- TEXT UNDER STUDY -
================

How to find out memory layout of your data structure implementation on Linux 64bit machine

Design a code for a data-structure to test

Pre-fill the data-structure under test with significant-values ( 0x00000000, 0x01111111, ... ) highlighting the layout borders & data belonging to data-structure elements

Use debugging tools to view actual live-memory content & layout that the coded data-structure element-under-test uses in-vivo

( be systematic & patient )

Perhaps just traversing the data structure to print element addresses (and sizes if they vary) would give you enough information to feed to for instance graphviz? I'm not sure why did you include the linux-kernel tag. Basic virtual memory mapping happens at page granularity (ignoring huge pages here) so physical vs virtual address don't matter. You can easily do your tests in user space.

I would proceed as follows:

1. place calls to dump your N-ary trees in the code OR use a GDB script to do it
2. write a script in your favourite scripting language to group objects into pages (masking lower 12 bits of addresses out gives page id), calculate statistics, see if objects span multiple pages, do whatever you want; output graphviz description file
3. run graphviz to enjoy the vizualisation

The first thing you need to do is figure out the data you need to represent in graphical format. The memory layout in Poul-Henning Kamp's figures are both the pointer structure, and contiguous virtual memory pages. The former can easily be displayed using a debugging tool like ddd. The latter takes a bit more effort, and there are more ways to accomplish it.

A few ideas...

• Write a function to traverse the data structure and print values, compile as scaffold code and run
• Add function and call it from a debugger, such as gdb
• Write a script to be called from a debugger

Another possibility nobody mentioned yet, would be reading through the specification for the language you're writing the code in. This should generally let you determine the memory layout of the structures in the actual compiled code (C/C++, etc...), neglecting compiler optimization. This can be altered by telling the compiler to lay out the data structures in non-default ways though (alignas, __attribute__(aligned), etc...). You would still need to consider how the memory is allocated from the heap and the operating system.

However, once you have the relevant values, you should be able to use any software you like to convert the data into a graphical format (graphviz, etc...).

================

- EXTRACTED INFORMATION -
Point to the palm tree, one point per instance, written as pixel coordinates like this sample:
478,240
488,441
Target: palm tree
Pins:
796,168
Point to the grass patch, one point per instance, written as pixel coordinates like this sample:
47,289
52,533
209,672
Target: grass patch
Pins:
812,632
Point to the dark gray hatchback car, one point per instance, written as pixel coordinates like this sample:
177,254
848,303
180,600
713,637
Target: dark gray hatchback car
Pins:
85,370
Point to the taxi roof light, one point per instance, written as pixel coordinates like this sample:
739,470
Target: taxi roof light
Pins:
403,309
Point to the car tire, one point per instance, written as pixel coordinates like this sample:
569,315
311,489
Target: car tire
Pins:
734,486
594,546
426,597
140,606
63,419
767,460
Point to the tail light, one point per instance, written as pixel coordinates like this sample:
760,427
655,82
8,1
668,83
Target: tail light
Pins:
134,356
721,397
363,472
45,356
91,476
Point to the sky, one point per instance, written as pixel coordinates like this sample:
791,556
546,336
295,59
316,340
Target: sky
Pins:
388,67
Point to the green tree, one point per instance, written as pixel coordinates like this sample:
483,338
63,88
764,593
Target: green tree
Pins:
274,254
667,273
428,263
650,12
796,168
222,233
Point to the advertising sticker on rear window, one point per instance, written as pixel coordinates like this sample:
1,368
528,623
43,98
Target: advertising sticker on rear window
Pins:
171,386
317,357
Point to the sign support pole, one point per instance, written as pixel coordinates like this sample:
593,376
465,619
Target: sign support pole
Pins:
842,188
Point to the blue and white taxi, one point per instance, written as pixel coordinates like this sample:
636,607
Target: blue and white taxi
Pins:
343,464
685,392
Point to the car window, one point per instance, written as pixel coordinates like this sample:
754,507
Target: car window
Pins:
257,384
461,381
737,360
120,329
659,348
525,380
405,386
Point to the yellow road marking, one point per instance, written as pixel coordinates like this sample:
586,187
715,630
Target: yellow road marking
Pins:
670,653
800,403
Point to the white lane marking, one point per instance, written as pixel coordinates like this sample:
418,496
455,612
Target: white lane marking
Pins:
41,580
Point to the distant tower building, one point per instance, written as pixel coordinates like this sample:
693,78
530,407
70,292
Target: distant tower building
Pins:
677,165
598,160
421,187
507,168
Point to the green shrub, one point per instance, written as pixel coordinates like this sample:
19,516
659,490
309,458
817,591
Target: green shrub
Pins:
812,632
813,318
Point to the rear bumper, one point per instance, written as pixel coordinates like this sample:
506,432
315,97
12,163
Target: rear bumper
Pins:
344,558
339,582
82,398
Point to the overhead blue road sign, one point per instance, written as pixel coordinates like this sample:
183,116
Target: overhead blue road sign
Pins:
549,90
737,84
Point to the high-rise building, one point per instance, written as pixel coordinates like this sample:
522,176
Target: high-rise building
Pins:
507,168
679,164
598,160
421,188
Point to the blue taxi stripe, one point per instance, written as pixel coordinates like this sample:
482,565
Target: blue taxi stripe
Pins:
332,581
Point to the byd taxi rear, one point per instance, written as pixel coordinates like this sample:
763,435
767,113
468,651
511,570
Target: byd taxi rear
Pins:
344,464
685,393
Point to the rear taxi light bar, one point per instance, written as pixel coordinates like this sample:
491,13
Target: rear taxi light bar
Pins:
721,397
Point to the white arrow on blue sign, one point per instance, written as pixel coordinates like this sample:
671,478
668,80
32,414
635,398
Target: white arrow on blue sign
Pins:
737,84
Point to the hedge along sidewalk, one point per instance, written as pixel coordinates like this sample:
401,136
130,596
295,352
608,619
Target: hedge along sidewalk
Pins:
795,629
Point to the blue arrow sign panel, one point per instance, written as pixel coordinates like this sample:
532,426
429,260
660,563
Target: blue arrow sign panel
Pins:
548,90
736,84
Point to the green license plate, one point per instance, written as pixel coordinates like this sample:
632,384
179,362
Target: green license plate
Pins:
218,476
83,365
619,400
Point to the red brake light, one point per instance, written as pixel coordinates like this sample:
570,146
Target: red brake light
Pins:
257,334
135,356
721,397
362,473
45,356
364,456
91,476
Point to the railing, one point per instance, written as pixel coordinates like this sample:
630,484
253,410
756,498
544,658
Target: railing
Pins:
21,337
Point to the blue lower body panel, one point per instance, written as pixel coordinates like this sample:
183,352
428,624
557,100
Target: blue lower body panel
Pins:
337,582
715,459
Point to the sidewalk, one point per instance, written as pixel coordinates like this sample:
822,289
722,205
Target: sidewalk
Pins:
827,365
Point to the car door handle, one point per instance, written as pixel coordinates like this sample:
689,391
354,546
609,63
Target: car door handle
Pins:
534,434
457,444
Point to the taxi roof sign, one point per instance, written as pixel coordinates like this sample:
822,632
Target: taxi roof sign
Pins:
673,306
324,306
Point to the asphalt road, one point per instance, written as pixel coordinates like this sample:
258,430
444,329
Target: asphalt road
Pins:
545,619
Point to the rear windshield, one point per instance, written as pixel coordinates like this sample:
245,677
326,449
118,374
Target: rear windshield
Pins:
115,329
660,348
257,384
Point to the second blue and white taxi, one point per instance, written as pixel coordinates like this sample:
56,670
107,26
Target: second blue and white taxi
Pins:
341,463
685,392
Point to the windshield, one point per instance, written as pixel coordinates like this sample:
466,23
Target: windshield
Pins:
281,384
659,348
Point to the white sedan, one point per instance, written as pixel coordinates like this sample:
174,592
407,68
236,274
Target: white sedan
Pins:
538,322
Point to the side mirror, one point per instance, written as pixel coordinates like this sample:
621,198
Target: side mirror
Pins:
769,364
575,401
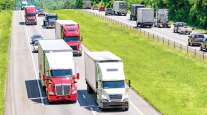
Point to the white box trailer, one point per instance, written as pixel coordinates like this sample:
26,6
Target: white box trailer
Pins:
145,17
104,75
47,46
161,19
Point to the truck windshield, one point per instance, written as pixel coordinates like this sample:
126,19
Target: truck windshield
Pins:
31,14
61,73
72,39
123,5
52,17
113,84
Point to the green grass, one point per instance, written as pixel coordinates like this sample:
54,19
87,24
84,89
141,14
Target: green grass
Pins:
5,22
171,81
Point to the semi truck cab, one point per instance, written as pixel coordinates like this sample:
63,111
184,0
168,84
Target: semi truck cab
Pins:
57,70
112,91
69,31
104,74
30,15
60,78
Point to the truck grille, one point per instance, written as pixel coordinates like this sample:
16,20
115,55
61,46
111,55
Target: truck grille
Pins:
74,47
62,90
115,97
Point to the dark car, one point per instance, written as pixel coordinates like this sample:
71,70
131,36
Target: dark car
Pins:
195,39
49,21
109,11
203,45
35,41
134,8
40,12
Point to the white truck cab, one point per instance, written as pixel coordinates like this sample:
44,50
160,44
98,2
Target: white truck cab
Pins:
105,76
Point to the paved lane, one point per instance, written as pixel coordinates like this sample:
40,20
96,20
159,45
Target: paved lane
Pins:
24,94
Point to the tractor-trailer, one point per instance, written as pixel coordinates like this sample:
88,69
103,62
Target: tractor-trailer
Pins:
69,31
134,9
145,17
30,15
104,75
57,71
161,20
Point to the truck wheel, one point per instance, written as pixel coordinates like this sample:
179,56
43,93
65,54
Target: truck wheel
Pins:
126,109
189,44
89,89
201,49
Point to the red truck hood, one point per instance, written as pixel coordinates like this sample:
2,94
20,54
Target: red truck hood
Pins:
71,33
71,30
73,43
31,17
63,80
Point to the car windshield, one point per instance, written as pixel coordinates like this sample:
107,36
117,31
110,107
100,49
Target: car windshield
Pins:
31,14
61,73
71,39
113,84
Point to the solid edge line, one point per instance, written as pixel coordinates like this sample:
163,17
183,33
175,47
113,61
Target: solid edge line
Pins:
36,76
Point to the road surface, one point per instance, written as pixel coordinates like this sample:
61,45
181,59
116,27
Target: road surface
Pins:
166,33
24,94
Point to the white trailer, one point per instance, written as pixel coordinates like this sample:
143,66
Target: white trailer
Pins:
104,75
161,19
145,17
48,46
87,4
120,8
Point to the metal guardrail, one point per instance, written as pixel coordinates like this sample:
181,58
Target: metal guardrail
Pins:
191,52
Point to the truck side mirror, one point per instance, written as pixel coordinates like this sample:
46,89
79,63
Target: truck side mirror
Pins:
129,83
78,76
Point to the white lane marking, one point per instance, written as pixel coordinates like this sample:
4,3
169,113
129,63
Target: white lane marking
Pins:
36,75
136,108
93,112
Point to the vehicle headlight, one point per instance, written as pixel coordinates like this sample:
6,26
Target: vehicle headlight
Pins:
104,100
126,99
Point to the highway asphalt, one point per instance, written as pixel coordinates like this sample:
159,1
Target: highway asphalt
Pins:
24,94
166,33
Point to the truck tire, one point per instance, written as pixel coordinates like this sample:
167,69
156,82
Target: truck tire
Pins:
89,89
201,49
125,109
130,17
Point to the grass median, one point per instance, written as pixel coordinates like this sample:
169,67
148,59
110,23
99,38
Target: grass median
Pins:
173,83
5,23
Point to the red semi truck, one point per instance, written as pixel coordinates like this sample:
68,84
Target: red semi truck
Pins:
30,15
57,71
69,31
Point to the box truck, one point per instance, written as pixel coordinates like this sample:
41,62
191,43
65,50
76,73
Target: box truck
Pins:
69,31
134,8
145,17
161,19
104,75
120,8
30,15
57,71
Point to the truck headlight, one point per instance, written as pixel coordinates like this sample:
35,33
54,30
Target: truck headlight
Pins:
104,100
125,99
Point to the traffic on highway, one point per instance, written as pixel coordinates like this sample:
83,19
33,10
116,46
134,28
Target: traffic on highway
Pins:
51,71
64,76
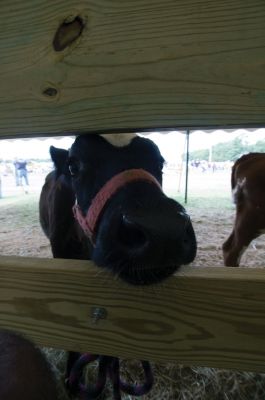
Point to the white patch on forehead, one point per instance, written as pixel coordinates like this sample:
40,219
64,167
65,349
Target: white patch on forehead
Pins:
119,139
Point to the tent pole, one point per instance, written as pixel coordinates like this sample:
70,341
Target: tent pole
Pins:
187,164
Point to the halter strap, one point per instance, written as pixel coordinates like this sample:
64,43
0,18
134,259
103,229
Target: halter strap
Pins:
89,222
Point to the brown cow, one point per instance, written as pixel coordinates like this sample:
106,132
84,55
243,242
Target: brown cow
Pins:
248,188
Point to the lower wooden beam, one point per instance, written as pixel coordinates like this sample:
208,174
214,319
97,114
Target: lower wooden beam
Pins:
203,316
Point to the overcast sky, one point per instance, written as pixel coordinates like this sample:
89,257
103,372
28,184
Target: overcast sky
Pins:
171,144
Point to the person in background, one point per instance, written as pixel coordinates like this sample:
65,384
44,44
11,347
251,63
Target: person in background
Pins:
22,173
16,172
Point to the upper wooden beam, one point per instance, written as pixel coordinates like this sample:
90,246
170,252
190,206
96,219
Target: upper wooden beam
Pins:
130,65
203,316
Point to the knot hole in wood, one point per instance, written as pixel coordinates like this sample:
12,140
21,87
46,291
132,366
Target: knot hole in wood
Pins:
68,32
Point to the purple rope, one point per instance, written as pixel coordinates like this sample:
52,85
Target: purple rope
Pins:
108,366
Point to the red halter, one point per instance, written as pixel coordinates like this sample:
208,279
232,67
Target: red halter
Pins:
89,222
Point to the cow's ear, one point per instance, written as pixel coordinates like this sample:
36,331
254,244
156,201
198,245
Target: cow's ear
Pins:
60,159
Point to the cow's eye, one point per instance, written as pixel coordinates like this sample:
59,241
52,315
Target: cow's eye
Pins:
74,167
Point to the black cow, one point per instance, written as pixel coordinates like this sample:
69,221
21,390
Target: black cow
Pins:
24,371
112,183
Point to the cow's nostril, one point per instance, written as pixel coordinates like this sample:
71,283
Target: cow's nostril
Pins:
131,234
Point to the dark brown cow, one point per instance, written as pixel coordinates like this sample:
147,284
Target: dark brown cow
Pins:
248,188
24,371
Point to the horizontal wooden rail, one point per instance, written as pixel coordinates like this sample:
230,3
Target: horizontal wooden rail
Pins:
202,316
124,65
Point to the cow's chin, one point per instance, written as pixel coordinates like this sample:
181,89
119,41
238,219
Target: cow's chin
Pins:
146,275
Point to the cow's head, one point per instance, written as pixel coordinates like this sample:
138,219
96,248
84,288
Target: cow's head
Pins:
138,233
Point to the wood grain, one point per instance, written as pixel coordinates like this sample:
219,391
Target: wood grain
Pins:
203,316
140,64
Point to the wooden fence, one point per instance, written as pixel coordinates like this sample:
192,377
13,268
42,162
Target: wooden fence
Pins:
124,66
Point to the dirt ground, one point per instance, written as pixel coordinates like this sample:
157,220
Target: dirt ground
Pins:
20,234
212,227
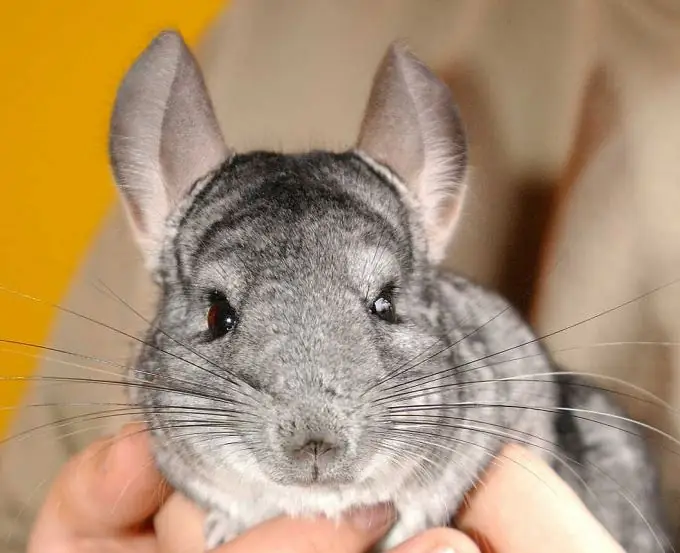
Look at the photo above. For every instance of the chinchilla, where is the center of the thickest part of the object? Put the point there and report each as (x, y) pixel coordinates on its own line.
(308, 355)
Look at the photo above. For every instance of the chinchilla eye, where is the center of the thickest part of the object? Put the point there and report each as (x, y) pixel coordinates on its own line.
(221, 316)
(383, 306)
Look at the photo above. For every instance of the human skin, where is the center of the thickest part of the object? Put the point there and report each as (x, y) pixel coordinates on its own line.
(111, 498)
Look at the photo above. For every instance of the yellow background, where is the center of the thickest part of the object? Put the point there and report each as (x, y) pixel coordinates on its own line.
(60, 62)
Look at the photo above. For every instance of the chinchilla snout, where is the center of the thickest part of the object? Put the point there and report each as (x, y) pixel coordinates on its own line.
(314, 441)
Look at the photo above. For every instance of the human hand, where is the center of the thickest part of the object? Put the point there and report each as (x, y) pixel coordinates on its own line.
(111, 498)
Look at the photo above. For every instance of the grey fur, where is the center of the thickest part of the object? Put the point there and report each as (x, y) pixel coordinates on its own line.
(301, 245)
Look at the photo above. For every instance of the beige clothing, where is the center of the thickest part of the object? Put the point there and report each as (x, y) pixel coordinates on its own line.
(567, 103)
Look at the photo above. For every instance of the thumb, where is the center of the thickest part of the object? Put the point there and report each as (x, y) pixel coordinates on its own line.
(355, 532)
(109, 489)
(179, 528)
(523, 505)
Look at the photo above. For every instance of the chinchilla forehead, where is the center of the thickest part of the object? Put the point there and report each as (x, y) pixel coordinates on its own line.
(267, 213)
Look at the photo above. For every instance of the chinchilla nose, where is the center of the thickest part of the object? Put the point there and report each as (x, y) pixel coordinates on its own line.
(316, 451)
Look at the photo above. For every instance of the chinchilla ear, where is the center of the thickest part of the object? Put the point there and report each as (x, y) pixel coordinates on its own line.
(412, 126)
(163, 137)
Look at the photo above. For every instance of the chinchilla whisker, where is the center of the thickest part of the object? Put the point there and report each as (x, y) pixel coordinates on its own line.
(118, 383)
(222, 377)
(162, 331)
(552, 333)
(572, 410)
(128, 378)
(104, 362)
(564, 460)
(85, 417)
(425, 476)
(536, 378)
(406, 387)
(405, 367)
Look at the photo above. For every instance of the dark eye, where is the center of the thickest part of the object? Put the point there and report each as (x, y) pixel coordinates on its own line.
(383, 306)
(221, 316)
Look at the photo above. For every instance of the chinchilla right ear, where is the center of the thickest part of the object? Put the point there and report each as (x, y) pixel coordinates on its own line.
(412, 126)
(163, 137)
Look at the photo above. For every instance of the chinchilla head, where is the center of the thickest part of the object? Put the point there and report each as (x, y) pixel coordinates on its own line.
(293, 287)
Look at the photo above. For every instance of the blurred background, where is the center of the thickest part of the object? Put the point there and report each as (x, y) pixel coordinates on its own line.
(573, 115)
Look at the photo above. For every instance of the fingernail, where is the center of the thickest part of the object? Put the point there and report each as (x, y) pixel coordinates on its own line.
(371, 519)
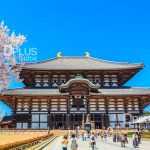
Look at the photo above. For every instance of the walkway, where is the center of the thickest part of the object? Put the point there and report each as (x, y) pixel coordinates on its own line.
(101, 145)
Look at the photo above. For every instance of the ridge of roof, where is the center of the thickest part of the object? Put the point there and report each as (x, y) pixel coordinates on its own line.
(83, 57)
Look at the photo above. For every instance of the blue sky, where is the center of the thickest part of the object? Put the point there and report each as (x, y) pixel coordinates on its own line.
(108, 29)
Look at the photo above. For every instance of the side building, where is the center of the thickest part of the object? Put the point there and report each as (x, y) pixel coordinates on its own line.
(61, 92)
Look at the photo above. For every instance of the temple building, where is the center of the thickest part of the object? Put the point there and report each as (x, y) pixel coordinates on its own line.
(59, 94)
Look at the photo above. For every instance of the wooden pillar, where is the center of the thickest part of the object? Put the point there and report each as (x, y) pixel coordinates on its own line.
(107, 116)
(30, 108)
(14, 112)
(102, 120)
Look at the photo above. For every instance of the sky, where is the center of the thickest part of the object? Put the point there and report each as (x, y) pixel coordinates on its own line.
(108, 29)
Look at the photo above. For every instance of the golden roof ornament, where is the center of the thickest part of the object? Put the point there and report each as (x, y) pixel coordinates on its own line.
(87, 54)
(59, 54)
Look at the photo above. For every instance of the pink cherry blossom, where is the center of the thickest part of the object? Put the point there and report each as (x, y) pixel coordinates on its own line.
(8, 64)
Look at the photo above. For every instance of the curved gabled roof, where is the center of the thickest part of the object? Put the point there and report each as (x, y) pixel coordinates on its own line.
(80, 63)
(79, 79)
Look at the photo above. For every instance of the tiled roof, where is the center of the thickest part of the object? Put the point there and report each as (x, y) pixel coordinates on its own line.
(7, 118)
(121, 91)
(80, 63)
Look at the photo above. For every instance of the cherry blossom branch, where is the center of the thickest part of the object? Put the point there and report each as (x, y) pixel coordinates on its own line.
(8, 63)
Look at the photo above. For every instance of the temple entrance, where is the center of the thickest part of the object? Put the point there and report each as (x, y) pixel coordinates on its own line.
(58, 125)
(76, 121)
(98, 125)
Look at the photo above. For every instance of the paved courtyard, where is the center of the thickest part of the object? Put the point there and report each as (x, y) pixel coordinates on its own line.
(100, 145)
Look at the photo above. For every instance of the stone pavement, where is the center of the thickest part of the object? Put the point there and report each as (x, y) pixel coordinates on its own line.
(100, 145)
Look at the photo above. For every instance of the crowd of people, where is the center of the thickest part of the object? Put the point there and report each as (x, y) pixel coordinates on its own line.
(91, 138)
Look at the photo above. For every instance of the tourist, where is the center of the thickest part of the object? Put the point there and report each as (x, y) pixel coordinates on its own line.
(85, 136)
(73, 143)
(139, 136)
(105, 135)
(64, 142)
(122, 140)
(93, 142)
(96, 134)
(135, 140)
(82, 134)
(126, 138)
(101, 135)
(114, 137)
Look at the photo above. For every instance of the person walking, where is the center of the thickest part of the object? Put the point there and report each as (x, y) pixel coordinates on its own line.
(135, 140)
(85, 136)
(122, 140)
(82, 134)
(114, 137)
(101, 135)
(64, 142)
(93, 142)
(73, 143)
(105, 135)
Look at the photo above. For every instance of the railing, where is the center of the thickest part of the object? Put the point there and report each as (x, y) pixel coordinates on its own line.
(34, 145)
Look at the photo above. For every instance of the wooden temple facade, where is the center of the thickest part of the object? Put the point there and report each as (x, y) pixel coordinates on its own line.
(60, 93)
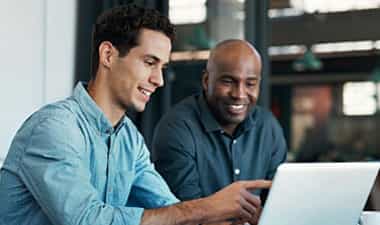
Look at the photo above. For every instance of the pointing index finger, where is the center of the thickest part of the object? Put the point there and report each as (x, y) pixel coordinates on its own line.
(257, 184)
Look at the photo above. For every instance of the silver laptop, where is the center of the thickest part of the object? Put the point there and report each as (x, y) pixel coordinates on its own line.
(319, 193)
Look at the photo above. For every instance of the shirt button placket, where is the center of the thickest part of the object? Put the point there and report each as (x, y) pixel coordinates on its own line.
(236, 170)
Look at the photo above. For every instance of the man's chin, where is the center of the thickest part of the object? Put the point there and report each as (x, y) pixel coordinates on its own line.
(136, 108)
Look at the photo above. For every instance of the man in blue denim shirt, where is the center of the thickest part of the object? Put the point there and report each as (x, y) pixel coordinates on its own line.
(82, 161)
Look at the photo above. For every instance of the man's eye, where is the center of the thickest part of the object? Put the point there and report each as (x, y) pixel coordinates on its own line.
(251, 84)
(226, 81)
(149, 63)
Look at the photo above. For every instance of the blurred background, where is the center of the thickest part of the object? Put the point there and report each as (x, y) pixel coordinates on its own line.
(321, 65)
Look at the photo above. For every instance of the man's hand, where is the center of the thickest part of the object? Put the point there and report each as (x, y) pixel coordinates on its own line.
(233, 204)
(236, 202)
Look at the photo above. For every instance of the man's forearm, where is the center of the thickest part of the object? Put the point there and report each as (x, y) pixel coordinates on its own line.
(184, 213)
(232, 202)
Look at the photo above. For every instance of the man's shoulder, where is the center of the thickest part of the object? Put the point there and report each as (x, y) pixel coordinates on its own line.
(66, 110)
(61, 112)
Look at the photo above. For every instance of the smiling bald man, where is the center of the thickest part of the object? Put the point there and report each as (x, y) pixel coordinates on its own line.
(220, 136)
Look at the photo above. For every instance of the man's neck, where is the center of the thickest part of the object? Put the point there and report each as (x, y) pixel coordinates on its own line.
(100, 94)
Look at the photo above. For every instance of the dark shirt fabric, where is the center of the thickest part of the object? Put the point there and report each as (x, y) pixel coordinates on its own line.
(197, 158)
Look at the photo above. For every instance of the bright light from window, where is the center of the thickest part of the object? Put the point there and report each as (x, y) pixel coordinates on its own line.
(334, 5)
(344, 46)
(358, 98)
(187, 11)
(286, 49)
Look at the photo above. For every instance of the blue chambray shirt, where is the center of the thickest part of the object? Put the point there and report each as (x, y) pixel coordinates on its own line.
(67, 165)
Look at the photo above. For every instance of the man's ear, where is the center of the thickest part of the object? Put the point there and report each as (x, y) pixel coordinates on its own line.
(205, 78)
(106, 52)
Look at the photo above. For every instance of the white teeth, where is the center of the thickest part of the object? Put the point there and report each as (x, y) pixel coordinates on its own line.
(236, 107)
(147, 93)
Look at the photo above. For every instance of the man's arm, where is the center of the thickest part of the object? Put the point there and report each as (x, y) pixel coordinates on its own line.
(53, 170)
(233, 202)
(174, 157)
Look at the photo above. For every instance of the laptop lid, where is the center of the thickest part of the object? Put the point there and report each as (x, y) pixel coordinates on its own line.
(319, 193)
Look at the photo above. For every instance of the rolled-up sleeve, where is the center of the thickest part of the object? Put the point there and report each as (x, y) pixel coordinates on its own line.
(52, 169)
(149, 188)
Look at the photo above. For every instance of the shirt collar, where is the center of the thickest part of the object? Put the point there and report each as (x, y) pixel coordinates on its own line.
(91, 110)
(211, 124)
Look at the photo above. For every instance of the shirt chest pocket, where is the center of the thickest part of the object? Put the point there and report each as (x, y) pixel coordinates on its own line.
(122, 186)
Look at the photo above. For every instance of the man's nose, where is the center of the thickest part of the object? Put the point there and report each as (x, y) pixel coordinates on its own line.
(157, 78)
(239, 91)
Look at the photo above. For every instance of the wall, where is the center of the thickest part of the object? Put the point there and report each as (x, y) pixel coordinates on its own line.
(37, 59)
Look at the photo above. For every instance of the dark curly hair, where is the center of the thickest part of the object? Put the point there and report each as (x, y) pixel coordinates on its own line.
(122, 25)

================

- ACTIVITY -
Reproduce the passage of the thread on data-structure memory layout above, starting at the words "How to find" and ending after "in user space.".

- YOUR RESPONSE -
How to find out memory layout of your data structure implementation on Linux 64bit machine

Design a code for a data-structure to test

Pre-fill the data-structure under test with significant-values ( 0x00000000, 0x01111111, ... ) highlighting the layout borders & data belonging to data-structure elements

Use debugging tools to view actual live-memory content & layout that the coded data-structure element-under-test uses in-vivo

( be systematic & patient )

Perhaps just traversing the data structure to print element addresses (and sizes if they vary) would give you enough information to feed to for instance graphviz? I'm not sure why did you include the linux-kernel tag. Basic virtual memory mapping happens at page granularity (ignoring huge pages here) so physical vs virtual address don't matter. You can easily do your tests in user space.